**The data:**

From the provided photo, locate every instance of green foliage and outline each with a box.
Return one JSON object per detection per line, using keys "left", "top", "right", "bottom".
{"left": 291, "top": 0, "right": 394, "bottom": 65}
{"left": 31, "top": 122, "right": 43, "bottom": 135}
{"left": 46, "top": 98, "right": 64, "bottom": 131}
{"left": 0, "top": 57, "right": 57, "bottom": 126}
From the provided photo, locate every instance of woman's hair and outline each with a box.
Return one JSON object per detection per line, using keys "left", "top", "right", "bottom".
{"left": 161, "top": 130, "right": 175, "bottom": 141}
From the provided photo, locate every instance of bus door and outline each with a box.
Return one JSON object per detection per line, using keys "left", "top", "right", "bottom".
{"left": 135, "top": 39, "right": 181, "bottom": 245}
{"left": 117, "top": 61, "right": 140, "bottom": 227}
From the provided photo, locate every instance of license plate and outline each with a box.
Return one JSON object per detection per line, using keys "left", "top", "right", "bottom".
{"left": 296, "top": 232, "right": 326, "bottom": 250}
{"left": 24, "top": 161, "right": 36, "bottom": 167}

**The task:** Print the complete listing again, exactly as it stands.

**Output for this task:**
From the provided photo, locate every instance of green foliage and outline each with a box.
Return one JSON object per detection per line, using keys "left", "top", "right", "bottom".
{"left": 291, "top": 0, "right": 394, "bottom": 65}
{"left": 31, "top": 122, "right": 43, "bottom": 135}
{"left": 46, "top": 98, "right": 64, "bottom": 131}
{"left": 0, "top": 57, "right": 57, "bottom": 126}
From the provided photo, locate every instance of woman's hair and outline each with a box.
Return one JSON object per detection per line, using keys "left", "top", "right", "bottom".
{"left": 161, "top": 130, "right": 175, "bottom": 141}
From the provided photo, locate every instance of bus door and outline each with a box.
Return one JSON object per detection per line, using keys "left", "top", "right", "bottom".
{"left": 135, "top": 39, "right": 181, "bottom": 245}
{"left": 117, "top": 61, "right": 140, "bottom": 227}
From the provided photo, locate every instance of license plate and outline each with a box.
Return one JSON object per detection per line, using keys "left", "top", "right", "bottom".
{"left": 296, "top": 232, "right": 326, "bottom": 250}
{"left": 24, "top": 161, "right": 36, "bottom": 167}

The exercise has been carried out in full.